Le présent compte rendu est fondé sur des données médicales présentées lors d'un congrès de médecine reconnu ou publiées dans une revue avec comité de lecture ou dans un commentaire signé par un professionnel de la santé reconnu. La matière abordée dans ce compte rendu s'adresse uniquement aux professionnels de la santé reconnus du Canada.

PRESSE PRIORITAIRE - Conférence internationale de l’American Thoracic Society

San Diego, Californie / 15-20 mai 2009

La maladie pulmonaire obstructive chronique (MPOC) s’accompagne souvent de maladies concomitantes, principalement de maladies cardiovasculaires (CV). Le Dr Leonardo M. Fabbri, Département de pneumologie, Università degli Studi di Modena e Reggio Emilia, Italie, qui faisait part à l’auditoire de la réflexion en cours sur le processus pathologique qui sous-tend la MPOC, rappelait que même si le tabagisme fait clairement partie des premiers signes du processus qui endommage les poumons dans la MPOC, il exerce probablement un effet inflammatoire généralisé, puisque les particules de la fumée se retrouvent dans la circulation et dans de nombreux tissus autres que les poumons. Au nombre des maladies caractérisées par une inflammation systémique figurent les maladies CV, et la quasi-totalité des patients souffrant de MPOC présentent au moins une affection concomitante. «Il est primordial, à mon avis, que la MPOC soit maintenant considérée comme une maladie systémique», affirme le Dr Fabbri. En effet, lorsque ses collaborateurs et lui-même ont évalué la possibilité que des patients fréquentant une clinique de soins CV souffrent de MPOC, ils ont constaté que 29 % des patients présentant une insuffisance cardiaque congestive souffraient aussi de MPOC, mais que seulement deux le savaient.

:: Ce que vous ferez ::
#1 D'après l'extrait, quelle proportion des patients présentant une insuffisance cardiaque congestive souffraient aussi de MPOC ?
#2 Dites si chacun des énoncés suivants concorde avec l'extrait en répondant par oui ou non, et citez les mots exacts de l'extrait qui tranchent la question. (a) La conférence s'est tenue à San Diego en mai 2009. (b) Le Dr Fabbri exerce dans une université canadienne. (c) Tous les patients atteints à la fois d'insuffisance cardiaque congestive et de MPOC savaient qu'ils avaient la MPOC.

:: Données fournies ::

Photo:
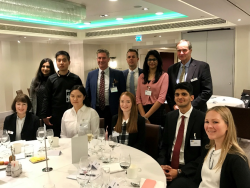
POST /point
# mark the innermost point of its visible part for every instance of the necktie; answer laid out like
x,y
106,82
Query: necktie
x,y
102,92
177,146
132,83
182,77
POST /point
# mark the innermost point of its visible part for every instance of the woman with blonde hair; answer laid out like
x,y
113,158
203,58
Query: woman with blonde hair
x,y
129,125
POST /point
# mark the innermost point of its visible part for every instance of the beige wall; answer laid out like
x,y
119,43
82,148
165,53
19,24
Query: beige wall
x,y
242,60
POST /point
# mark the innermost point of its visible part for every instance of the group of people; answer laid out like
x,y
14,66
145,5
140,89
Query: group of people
x,y
199,146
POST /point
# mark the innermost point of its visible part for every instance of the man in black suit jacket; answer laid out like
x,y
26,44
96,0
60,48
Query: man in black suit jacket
x,y
196,72
132,60
192,142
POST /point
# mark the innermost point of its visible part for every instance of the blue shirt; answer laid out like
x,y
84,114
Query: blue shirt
x,y
180,70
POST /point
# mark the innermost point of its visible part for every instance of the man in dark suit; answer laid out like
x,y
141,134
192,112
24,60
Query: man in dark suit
x,y
131,75
184,137
190,70
104,87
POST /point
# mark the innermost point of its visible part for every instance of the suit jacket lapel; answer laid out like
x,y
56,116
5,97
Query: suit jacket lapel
x,y
191,70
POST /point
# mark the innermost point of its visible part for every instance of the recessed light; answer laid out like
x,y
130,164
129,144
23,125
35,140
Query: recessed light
x,y
159,13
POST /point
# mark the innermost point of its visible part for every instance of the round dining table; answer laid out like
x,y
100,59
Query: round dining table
x,y
33,176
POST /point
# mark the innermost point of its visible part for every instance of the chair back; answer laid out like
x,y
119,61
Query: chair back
x,y
242,121
152,140
102,123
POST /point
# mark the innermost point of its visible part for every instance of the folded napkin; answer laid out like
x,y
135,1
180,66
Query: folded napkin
x,y
114,167
150,183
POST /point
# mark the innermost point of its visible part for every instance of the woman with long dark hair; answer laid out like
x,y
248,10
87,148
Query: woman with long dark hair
x,y
37,86
81,111
152,89
129,125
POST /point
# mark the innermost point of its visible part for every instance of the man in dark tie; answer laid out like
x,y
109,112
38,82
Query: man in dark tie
x,y
184,137
104,87
131,75
190,70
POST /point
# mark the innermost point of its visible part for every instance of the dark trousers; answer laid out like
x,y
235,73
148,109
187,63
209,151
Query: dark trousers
x,y
106,114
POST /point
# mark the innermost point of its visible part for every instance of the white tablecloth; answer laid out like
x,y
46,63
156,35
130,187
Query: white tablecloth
x,y
33,177
217,100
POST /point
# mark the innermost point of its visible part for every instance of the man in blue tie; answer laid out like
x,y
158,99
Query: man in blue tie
x,y
131,75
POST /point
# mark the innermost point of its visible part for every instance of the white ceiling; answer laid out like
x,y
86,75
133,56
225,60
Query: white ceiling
x,y
194,9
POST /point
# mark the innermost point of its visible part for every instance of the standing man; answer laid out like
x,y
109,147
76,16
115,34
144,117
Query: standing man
x,y
132,74
184,137
57,89
104,87
190,70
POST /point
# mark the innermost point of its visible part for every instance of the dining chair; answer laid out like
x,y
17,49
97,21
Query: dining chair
x,y
242,121
102,123
152,139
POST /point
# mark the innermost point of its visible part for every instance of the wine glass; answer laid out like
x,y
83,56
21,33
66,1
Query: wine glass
x,y
112,143
40,135
50,135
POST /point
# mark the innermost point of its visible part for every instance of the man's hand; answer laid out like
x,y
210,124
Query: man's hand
x,y
46,121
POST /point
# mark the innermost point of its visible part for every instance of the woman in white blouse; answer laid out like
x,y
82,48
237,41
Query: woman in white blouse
x,y
81,111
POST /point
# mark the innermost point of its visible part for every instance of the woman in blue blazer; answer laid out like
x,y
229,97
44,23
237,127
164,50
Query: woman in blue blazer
x,y
22,124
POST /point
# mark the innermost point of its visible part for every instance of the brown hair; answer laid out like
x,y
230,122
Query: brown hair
x,y
132,122
21,98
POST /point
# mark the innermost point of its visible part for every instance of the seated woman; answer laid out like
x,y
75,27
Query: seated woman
x,y
128,123
22,124
225,164
81,111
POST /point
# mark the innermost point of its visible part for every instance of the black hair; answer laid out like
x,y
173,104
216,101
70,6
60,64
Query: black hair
x,y
21,98
184,85
40,76
63,53
159,70
80,88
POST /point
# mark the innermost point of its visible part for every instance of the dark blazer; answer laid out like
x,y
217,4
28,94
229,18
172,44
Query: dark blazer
x,y
202,87
136,140
191,154
235,172
125,73
91,88
30,126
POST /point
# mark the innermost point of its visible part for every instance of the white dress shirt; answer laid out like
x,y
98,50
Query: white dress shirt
x,y
136,75
71,121
106,80
19,127
186,120
211,177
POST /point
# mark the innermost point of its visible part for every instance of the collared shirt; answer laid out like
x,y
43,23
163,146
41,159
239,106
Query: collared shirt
x,y
19,127
71,121
186,120
136,76
180,70
106,79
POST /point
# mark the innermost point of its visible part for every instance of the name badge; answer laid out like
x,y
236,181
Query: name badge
x,y
113,89
147,92
195,142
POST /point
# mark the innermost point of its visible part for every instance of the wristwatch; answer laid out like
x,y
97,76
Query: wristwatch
x,y
179,172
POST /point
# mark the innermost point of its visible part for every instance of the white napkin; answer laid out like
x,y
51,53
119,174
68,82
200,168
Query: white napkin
x,y
159,184
114,167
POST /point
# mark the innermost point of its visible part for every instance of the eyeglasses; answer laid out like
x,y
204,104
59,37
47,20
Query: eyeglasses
x,y
152,60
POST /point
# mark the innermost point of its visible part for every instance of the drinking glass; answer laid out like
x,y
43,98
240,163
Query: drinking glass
x,y
50,135
112,143
40,135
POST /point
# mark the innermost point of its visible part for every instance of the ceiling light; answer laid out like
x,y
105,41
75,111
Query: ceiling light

:: Corrigé ::
#1 29 %.

#2
(a) Oui : « San Diego, Californie / 15-20 mai 2009 ».
(b) Non : « Università degli Studi di Modena e Reggio Emilia, Italie ».
(c) Non : « mais que seulement deux le savaient ».